Text provided =
%%

Protesters wearing hard hats and masks chanted “Surround Government HQ!” and “Make Way! Make Way!” as they converged on Central Government Offices in the semiautonomous Chinese city, while police fired pepper spray in a bid to disperse the crowd.

More people began streaming towards the entrances and fire exits of the government building after a call from Nathan Law of the academic activist group Scholarism to supporters to join in.

The ubiquitous umbrellas, which became a symbol of the “Umbrella Movement” because of their widespread use to ward off pepper and tear-gas spray, were once more out in force.

The crowd had swelled to “several thousand,” by 10.00 p.m. local time, according to RFA journalists at the scene, after Hong Kong Federation of Students leader Nathan Law addressed the main occupation site on nearby Harcourt Road, calling on them to join in.

But Scholarism’s Oscar Lai warned protesters to stick to the principle of non-violent action, and not to provoke or charge at police.

“We can’t provoke the police or charge at them, because we are fighting for their basic right to vote and to seek election as well,” Lai said.

“They are Hong Kong people too,” he told the crowd in a speech as the action was launched in “Umbrella Square.”

“I want today’s action to be a mass action, not a dozen people hanging around at a street corner,” he said. “If that happens, it’s much harder for us to support you and ensure your safety.”

He added: “Today’s protest has an aim; and that is to force the government to pay attention to the will of the people.”

Police warning defied

Sunday’s protest came in spite of a police warning against such a rally, after which some 3,000 officers were deployed to the scene.

%%

Given exercise 1 =
Offset each coordinate in the listing by adding 129 to both of its numbers. Rewrite only the lines between the one holding "tractor. Write the coordinates, one line per instance." and the one holding "(1113, 312)", inclusive, and keep every request in its place.

Provided material =
%%

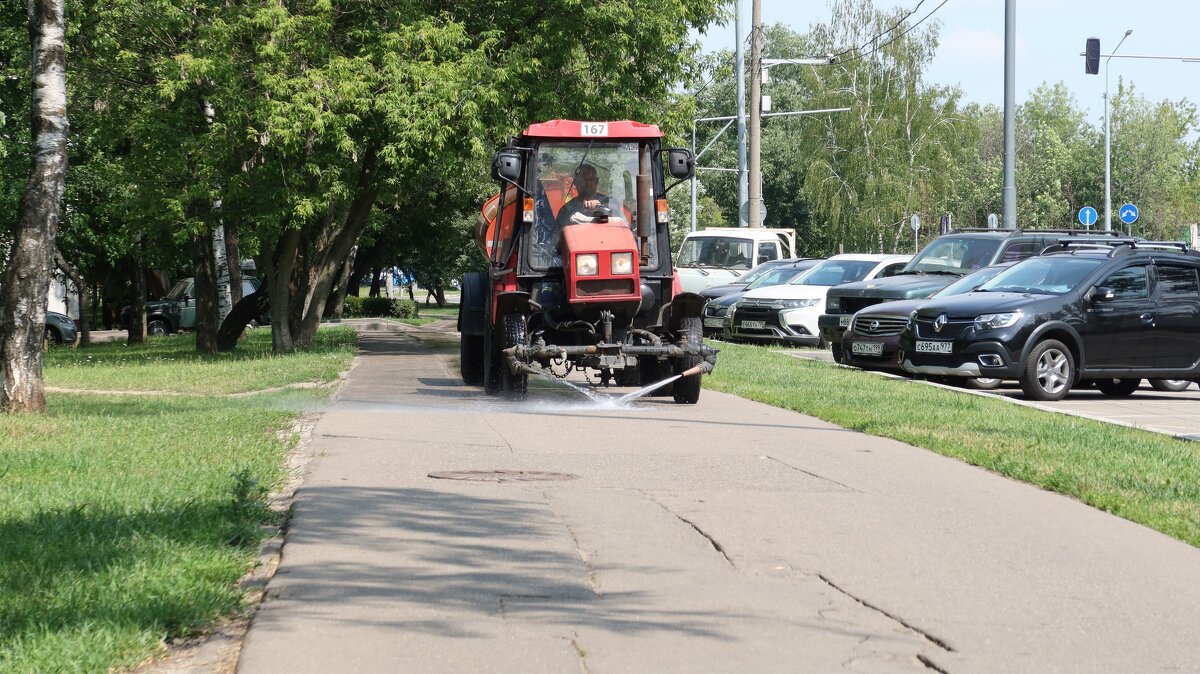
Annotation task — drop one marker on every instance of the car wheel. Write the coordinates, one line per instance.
(1169, 384)
(1117, 387)
(983, 383)
(1049, 372)
(687, 390)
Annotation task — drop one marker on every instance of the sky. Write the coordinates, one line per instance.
(1050, 35)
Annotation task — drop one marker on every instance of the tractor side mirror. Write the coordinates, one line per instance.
(681, 163)
(507, 166)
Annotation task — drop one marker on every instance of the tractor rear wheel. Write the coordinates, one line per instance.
(687, 390)
(514, 385)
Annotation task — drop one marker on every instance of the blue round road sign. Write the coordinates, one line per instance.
(1128, 214)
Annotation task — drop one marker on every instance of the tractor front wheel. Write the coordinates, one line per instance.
(514, 385)
(687, 390)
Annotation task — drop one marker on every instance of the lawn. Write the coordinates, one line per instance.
(127, 519)
(1146, 477)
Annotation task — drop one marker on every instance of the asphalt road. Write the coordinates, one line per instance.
(725, 536)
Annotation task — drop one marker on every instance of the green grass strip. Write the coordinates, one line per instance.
(1146, 477)
(126, 521)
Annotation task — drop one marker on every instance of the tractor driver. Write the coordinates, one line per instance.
(588, 198)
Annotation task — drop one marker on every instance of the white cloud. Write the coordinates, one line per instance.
(978, 47)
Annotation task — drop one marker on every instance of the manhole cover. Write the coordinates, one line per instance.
(503, 476)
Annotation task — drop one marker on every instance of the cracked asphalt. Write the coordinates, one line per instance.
(725, 536)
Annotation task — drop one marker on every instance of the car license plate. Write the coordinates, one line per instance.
(924, 347)
(867, 348)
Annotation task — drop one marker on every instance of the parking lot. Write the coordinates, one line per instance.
(1174, 414)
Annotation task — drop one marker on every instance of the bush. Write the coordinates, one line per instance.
(403, 308)
(353, 307)
(378, 307)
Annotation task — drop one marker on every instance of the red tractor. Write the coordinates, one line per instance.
(580, 272)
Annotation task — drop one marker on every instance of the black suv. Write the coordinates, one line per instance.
(942, 262)
(177, 310)
(1113, 312)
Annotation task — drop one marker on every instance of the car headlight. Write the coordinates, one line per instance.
(997, 320)
(623, 263)
(798, 304)
(587, 264)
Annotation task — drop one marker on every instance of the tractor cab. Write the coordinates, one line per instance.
(580, 265)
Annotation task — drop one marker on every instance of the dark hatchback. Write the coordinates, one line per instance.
(942, 262)
(755, 274)
(873, 339)
(777, 275)
(1113, 313)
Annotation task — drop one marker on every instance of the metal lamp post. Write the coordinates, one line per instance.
(1108, 146)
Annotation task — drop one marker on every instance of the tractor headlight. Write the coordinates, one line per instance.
(586, 264)
(623, 263)
(997, 320)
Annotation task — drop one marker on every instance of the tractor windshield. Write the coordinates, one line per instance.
(577, 181)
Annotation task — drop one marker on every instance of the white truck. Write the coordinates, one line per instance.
(719, 254)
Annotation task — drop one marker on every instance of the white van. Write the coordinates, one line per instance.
(720, 254)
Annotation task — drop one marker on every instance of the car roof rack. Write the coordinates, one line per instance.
(1120, 246)
(1068, 232)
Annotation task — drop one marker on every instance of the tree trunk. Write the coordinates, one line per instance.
(376, 275)
(233, 253)
(27, 276)
(343, 286)
(81, 284)
(279, 262)
(138, 306)
(207, 310)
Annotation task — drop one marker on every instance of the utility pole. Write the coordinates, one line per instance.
(1008, 202)
(755, 164)
(739, 59)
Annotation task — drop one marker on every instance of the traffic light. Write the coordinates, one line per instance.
(1092, 56)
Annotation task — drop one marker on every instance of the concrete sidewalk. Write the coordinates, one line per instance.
(726, 536)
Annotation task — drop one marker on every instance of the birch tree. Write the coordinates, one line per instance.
(27, 275)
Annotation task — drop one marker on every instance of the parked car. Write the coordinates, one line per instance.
(749, 277)
(873, 338)
(177, 310)
(60, 329)
(717, 308)
(942, 262)
(789, 313)
(1114, 313)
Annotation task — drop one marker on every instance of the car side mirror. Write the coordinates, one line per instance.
(681, 163)
(507, 166)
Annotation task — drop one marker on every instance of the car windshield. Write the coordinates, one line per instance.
(774, 277)
(759, 272)
(970, 282)
(1051, 275)
(717, 251)
(953, 254)
(835, 272)
(179, 289)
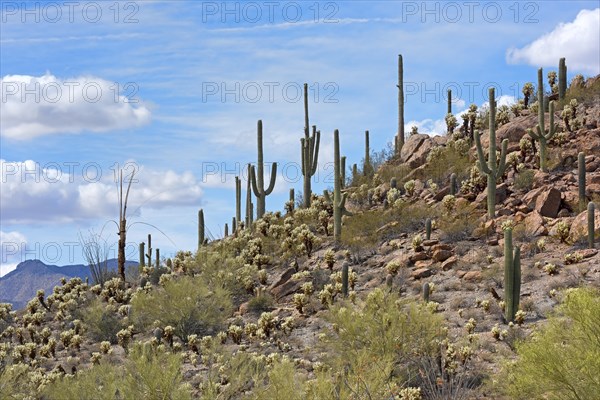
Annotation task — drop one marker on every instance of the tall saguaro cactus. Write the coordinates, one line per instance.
(400, 137)
(591, 228)
(200, 228)
(540, 133)
(310, 152)
(249, 205)
(367, 167)
(493, 169)
(581, 178)
(562, 79)
(258, 180)
(238, 200)
(149, 253)
(512, 276)
(339, 199)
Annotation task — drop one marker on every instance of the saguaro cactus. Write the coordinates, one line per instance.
(591, 228)
(149, 253)
(512, 276)
(400, 136)
(200, 228)
(562, 79)
(581, 176)
(258, 180)
(238, 201)
(493, 169)
(345, 279)
(249, 205)
(339, 199)
(142, 256)
(540, 133)
(310, 152)
(453, 185)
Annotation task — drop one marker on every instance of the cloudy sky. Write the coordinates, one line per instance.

%%

Given exercise 2 =
Write what comes next in the report on the Hong Kong protest at the government headquarters, starting after its final sentence.

Exercise output 1 =
Annotation task — drop one marker on every instance of the red tractor. Write the coordinates, one line per instance.
(709, 401)
Annotation task — drop one marker on every instance of the black suv. Write the coordinates, one line per instance.
(1071, 391)
(306, 439)
(1242, 441)

Exercise output 2 =
“If anyone obstructs the police in carrying out their duty, charges the police line violently, or tries to blockade central government offices, police will take resolute action,” police spokesman Kong Man-keung told reporters.

A City University student surnamed Ng said she would be swelling the ranks of Sunday’s protests, in spite of police warnings.

“I probably won’t stand right on the front line, because my family are very worried about my safety,” Ng said. “So I’ll find a spot a little further back.”

“The more of us there are, the safer it will be,” she said.

The renewed stand-off came after police cleared a seven-week-old occupation of the bustling shopping district of Mong Kok last week, acting to enforce a civil injunction brought by the transportation industry over the blocking of a major highway.

Police arrested 28 people in clashes on Friday and Saturday in Mong Kok, as hundreds of crowds attempted to retake the cleared site on Kowloon’s Nathan Road, without success.

The Occupy movement began on Sept. 28, when police use of tear-gas and pepper spray against umbrella-wielding demonstrators brought hundreds of thousands of citizens onto the streets in protest at the movement’s height.

But Hong Kong officials have repeatedly told the protesters to leave, saying that Beijing won’t withdraw an Aug. 31 decision ruling out public nomination of candidates in the 2017 election for the chief executive.

China’s parliament, the National People’s Congress (NPC), said that while Hong Kong’s five million voters will cast ballots to elect the next chief executive, they may only choose between two or three candidates approved by a pro-Beijing committee.

‘Fake universal suffrage’

Protesters and pan-democratic politicians, who currently only have around seven percent of the nominating committee vote compared with 56 percent of the popular vote in the last legislative election, have dismissed the proposed electoral reforms as “fake universal suffrage.”

Meanwhile, the high-profile student leaders of the movement appear to be increasingly at odds with its founders, three middle-aged academics, who appear to favor more symbolic forms of resistance.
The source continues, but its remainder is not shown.